**EXERCISE DESCRIPTION:** How many lines in the data below contain the string "shorts"? Case matters; reply with only the number.
---- DATASET ROWS
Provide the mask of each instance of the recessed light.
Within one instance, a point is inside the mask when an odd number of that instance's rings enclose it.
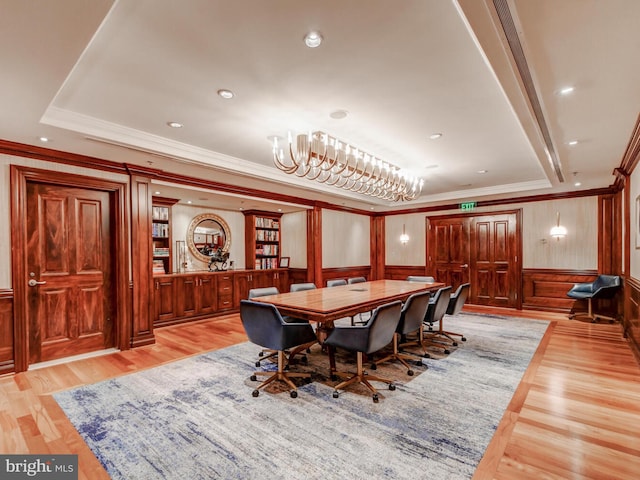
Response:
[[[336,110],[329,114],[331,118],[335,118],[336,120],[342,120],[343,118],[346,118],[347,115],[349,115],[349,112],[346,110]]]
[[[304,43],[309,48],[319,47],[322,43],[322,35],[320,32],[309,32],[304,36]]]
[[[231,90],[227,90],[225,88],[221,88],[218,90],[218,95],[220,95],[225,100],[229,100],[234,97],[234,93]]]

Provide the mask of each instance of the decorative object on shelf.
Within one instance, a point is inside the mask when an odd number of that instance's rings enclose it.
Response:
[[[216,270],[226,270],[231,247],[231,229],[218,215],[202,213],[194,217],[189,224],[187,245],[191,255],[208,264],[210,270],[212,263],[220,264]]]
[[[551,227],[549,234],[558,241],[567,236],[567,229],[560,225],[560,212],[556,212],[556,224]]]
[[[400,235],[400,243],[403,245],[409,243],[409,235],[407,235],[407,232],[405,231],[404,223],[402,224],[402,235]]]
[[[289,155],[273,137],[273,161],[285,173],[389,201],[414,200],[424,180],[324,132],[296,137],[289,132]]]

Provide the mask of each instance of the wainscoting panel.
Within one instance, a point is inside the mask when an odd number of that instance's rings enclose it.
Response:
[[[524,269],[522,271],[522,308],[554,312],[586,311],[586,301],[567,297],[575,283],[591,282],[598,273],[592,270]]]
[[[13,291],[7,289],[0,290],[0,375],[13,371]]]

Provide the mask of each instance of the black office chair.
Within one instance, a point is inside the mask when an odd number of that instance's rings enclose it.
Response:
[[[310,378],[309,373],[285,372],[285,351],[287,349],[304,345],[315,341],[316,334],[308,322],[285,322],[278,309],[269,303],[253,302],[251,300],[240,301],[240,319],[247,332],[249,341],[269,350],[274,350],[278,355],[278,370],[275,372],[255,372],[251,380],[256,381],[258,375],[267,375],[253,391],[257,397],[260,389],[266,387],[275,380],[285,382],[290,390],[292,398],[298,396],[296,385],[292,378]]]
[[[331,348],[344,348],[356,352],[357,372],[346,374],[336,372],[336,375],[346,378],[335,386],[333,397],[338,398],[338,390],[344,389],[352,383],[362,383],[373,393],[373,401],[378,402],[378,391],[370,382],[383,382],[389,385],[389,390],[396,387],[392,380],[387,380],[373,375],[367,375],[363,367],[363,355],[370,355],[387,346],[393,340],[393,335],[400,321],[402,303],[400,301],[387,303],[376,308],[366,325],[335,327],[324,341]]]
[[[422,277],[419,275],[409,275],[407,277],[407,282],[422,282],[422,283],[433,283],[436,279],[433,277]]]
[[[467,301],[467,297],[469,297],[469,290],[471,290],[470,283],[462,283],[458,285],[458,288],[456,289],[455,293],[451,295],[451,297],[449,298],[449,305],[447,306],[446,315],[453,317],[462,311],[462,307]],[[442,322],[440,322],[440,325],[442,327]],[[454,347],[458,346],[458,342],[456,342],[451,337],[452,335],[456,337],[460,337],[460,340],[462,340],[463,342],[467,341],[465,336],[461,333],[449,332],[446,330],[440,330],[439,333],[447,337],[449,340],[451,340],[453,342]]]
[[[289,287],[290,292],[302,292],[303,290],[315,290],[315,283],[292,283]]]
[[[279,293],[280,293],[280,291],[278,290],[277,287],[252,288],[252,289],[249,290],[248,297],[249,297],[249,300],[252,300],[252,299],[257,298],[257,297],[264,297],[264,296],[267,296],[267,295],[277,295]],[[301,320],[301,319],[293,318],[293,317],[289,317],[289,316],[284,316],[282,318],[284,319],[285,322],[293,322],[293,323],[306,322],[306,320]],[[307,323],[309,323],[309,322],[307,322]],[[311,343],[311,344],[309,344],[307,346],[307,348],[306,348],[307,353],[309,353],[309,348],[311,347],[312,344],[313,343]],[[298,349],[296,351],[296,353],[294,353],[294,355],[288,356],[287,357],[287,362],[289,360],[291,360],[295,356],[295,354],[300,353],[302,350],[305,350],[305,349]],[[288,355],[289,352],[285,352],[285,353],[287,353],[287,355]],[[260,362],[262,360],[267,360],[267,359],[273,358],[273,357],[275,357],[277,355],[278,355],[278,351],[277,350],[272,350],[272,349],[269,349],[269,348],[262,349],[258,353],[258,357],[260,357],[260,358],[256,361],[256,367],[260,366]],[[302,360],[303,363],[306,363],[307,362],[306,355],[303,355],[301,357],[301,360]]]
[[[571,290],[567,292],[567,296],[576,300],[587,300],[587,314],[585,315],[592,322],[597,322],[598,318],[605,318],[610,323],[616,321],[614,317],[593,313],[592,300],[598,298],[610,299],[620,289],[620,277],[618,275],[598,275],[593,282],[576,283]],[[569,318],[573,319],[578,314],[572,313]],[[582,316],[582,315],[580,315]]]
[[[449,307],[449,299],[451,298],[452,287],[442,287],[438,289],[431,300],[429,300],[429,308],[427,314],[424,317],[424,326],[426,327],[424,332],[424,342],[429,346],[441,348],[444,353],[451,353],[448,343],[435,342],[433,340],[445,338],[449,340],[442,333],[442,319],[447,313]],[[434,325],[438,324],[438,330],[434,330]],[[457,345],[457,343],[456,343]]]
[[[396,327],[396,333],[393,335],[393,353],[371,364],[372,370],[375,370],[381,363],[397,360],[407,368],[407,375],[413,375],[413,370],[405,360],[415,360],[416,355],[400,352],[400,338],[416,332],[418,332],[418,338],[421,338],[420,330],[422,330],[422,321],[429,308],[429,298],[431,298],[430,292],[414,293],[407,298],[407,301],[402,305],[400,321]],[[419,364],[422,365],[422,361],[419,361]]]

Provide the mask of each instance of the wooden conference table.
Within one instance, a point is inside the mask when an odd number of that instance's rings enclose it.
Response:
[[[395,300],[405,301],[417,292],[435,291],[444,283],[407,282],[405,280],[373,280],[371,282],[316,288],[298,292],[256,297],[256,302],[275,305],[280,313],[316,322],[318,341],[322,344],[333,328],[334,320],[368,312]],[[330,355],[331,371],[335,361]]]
--------
---- DATASET ROWS
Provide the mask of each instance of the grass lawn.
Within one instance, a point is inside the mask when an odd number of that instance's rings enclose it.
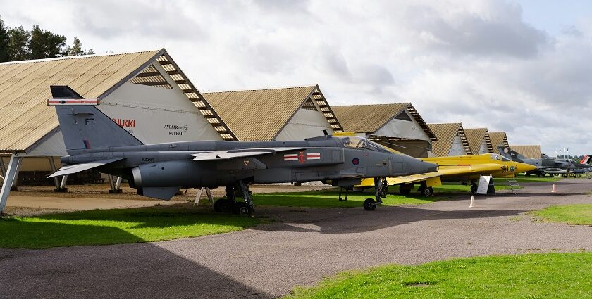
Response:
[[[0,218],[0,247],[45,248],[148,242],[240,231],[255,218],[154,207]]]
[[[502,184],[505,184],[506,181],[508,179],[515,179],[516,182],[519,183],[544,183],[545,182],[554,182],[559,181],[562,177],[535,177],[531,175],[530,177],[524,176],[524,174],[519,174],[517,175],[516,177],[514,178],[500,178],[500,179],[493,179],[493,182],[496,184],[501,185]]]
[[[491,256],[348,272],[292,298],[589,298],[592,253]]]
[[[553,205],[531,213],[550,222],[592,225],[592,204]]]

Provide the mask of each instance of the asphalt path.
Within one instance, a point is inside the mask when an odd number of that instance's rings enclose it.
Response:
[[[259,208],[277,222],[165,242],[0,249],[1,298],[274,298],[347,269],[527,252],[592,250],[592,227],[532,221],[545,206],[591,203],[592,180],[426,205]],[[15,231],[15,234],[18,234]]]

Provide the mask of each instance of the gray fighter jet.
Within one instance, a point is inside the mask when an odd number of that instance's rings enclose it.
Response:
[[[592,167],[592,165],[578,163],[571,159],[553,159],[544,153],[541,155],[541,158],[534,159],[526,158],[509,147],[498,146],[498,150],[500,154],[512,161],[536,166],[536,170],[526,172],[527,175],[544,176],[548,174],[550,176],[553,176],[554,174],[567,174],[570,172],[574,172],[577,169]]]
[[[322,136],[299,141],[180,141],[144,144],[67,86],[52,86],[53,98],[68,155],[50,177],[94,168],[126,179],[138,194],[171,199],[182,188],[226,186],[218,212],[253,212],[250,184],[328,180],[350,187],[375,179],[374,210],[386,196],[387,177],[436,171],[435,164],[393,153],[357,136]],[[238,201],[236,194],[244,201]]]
--------
---- DATASET ROWS
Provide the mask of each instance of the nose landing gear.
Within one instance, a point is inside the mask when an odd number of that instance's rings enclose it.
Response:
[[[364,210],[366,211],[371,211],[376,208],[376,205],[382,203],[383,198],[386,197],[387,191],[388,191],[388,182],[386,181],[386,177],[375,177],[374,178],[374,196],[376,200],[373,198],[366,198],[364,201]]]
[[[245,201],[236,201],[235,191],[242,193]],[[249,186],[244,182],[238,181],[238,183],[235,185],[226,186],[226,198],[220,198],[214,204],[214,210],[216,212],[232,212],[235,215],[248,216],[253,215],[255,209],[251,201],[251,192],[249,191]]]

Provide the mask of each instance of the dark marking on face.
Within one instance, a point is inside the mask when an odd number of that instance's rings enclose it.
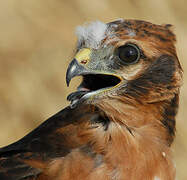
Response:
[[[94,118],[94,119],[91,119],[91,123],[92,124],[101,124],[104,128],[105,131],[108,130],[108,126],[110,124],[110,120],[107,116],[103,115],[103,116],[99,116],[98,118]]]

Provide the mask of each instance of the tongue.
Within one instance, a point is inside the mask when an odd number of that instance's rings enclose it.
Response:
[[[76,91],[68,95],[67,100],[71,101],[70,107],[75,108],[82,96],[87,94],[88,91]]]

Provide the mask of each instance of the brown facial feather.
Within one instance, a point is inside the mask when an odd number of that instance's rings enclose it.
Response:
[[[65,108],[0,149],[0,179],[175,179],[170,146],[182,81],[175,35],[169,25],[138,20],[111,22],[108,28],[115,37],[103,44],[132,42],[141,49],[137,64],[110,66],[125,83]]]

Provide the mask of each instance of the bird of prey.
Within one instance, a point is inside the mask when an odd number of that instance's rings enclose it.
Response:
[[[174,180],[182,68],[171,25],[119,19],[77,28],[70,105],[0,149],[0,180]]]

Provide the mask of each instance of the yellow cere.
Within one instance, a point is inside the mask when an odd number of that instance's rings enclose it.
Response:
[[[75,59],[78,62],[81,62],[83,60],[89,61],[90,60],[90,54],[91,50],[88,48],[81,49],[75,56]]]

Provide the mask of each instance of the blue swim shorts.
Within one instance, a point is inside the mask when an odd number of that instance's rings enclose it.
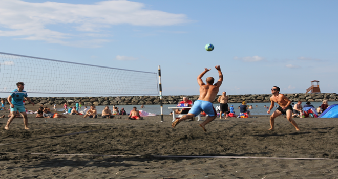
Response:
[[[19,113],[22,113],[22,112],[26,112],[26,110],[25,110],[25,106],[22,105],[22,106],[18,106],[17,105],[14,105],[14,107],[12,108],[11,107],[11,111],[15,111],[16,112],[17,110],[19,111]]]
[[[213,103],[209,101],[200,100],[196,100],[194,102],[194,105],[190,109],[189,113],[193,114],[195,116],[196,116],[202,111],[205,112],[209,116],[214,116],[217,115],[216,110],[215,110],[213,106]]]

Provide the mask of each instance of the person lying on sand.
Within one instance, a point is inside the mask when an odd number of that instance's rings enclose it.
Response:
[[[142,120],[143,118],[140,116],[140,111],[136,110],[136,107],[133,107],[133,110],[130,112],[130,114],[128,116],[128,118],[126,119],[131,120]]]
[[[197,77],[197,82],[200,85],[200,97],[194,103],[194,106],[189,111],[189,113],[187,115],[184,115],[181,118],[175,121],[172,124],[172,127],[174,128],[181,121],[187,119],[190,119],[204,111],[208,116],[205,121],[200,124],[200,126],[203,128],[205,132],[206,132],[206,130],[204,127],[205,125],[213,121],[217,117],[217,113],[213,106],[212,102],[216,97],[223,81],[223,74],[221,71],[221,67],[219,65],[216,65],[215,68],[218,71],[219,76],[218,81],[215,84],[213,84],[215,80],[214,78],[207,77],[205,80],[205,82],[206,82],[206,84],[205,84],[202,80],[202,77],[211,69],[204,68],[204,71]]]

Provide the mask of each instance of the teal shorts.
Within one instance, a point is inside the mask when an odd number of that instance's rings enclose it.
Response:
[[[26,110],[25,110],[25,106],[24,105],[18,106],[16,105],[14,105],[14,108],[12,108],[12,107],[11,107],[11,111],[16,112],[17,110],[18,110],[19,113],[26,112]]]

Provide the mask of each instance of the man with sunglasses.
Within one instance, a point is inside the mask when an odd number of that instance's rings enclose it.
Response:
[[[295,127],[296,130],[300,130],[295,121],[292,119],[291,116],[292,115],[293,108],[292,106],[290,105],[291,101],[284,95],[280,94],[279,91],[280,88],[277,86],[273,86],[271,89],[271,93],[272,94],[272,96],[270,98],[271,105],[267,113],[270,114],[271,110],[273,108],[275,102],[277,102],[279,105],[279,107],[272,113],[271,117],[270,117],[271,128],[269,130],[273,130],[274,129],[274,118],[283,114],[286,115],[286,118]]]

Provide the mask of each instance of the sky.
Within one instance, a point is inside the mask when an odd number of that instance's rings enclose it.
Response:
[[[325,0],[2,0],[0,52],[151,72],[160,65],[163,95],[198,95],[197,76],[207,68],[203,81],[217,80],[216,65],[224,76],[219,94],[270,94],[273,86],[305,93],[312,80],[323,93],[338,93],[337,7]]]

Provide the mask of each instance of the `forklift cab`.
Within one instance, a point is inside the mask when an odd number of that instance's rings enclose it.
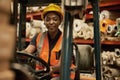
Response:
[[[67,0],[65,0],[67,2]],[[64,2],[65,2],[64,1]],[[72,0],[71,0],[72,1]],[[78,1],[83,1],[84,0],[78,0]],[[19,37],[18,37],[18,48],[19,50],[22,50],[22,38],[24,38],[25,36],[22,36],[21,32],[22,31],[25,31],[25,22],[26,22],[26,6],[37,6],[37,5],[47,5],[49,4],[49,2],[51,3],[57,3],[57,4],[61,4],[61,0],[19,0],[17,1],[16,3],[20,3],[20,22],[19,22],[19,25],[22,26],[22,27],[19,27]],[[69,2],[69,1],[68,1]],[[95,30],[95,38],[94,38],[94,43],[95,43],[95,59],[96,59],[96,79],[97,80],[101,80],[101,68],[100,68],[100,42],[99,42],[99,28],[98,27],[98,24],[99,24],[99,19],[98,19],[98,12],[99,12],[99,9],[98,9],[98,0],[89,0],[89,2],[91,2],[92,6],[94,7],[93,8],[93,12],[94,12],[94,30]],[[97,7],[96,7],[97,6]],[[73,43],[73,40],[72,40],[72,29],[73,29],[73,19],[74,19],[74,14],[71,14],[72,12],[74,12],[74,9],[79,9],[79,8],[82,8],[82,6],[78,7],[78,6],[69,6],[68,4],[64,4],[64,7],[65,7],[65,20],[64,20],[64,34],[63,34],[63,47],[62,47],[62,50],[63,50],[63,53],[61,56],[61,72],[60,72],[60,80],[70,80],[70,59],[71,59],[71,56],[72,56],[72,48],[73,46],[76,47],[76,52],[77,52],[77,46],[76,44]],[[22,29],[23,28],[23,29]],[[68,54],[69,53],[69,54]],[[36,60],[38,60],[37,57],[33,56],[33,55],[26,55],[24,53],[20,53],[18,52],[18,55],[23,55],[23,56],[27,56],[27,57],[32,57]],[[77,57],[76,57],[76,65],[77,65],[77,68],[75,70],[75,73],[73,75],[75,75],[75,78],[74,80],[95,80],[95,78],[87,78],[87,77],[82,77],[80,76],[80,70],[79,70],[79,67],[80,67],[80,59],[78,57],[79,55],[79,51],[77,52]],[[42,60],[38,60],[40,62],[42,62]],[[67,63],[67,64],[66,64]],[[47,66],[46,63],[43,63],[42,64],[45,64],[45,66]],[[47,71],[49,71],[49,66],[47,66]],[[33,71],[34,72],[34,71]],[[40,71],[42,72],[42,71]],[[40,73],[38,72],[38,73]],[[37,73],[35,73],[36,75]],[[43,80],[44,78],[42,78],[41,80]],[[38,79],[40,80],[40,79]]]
--------
**WRITTEN SOLUTION:** 2